Using the information.
(1) Reproduce verbatim the passage of the book reviews that begins with the words "Thereafter it was" and ends with the words "that short while.".
(2) Answer the following questions using the book reviews.
(a) According to the reviews, what is the title *Mary, Mary* taken from?
(b) Why is the divorced woman visiting her ex-husband when the play opens?
(c) Which show did the writer discover on the new television?

Text shown.
* * *

Mary, Mary: by St. John G Ervine

Mary, Mary, quite contrary goes a rhyme, and that is what the title is taken from. Delightful play about a witty young woman with a fragile beauty that she is unaware of, and a wit she uses to protect herself consequently, resulting in situations where a man might find it hard being in love with her - she is treating every overture as a table tennis ball to be hit back. She is divorced when the play opens, and visiting her ex husband to go over some accounting problems for him for taxes. He still loves her and has given it up as hopeless. And then there is the friend of the husband, a successful and handsome actor, who happens to be around and finds her attractive. Will the couple in love find their way back to their marriage? Will she realise she is beautiful as a woman, and learn to bask in the love that comes her way?

Thursday, August 12, 2010

Gracie: by George Burns.

I remember living alone, far away from anyone I knew, and being relatively free after a few years of stress, buying a television - my first, and a very good one for that time, with facilites that the company normally offered only in larger models - and discovering the Burns and Allen show one late night when looking for something to relieve stress.

Thereafter it was a routine, being awake every night until late to watch the reruns of the show, and what a blessing it was watching it, laughing, forgetting all stress and worry and so forth for just that short while.

When I discovered the book, it was a sort of combination of a memory of the show relived and a whole new delight as well, with the book adding a few details to the life of the couple one had come to love.

* * *

The data.
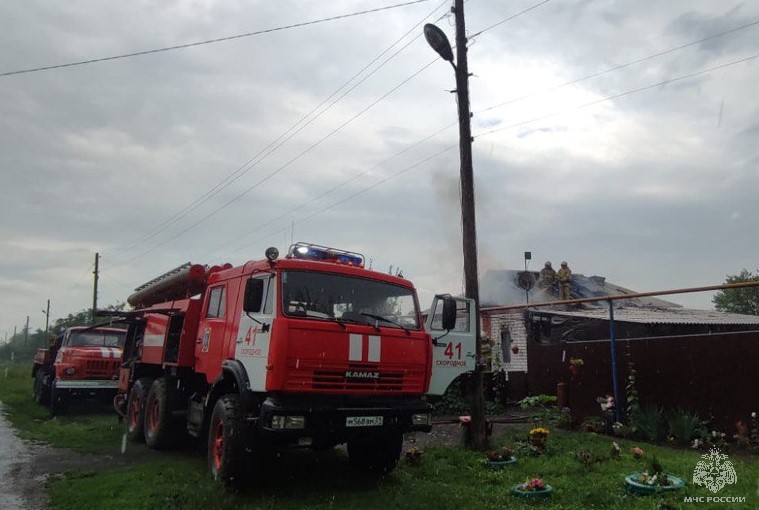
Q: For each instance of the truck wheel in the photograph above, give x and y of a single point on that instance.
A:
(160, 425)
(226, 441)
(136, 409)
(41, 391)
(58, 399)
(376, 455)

* * *

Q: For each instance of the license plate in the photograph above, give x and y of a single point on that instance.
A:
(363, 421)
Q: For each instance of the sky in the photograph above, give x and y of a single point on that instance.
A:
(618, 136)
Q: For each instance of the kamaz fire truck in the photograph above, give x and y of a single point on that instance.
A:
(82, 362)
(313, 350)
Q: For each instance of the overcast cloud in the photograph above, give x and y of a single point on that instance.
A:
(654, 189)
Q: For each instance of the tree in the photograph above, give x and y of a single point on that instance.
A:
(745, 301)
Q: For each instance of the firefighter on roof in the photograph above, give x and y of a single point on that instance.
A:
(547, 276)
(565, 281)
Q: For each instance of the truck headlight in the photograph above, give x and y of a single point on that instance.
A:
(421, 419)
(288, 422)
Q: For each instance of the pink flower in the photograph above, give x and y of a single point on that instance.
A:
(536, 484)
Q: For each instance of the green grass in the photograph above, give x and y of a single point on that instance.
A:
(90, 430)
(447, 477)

* * *

Answers by task.
(1)
Thereafter it was a routine, being awake every night until late to watch the reruns of the show, and what a blessing it was watching it, laughing, forgetting all stress and worry and so forth for just that short while.

(2)
(a) A rhyme, "Mary, Mary, quite contrary."
(b) To go over some accounting problems for him for taxes.
(c) The Burns and Allen show.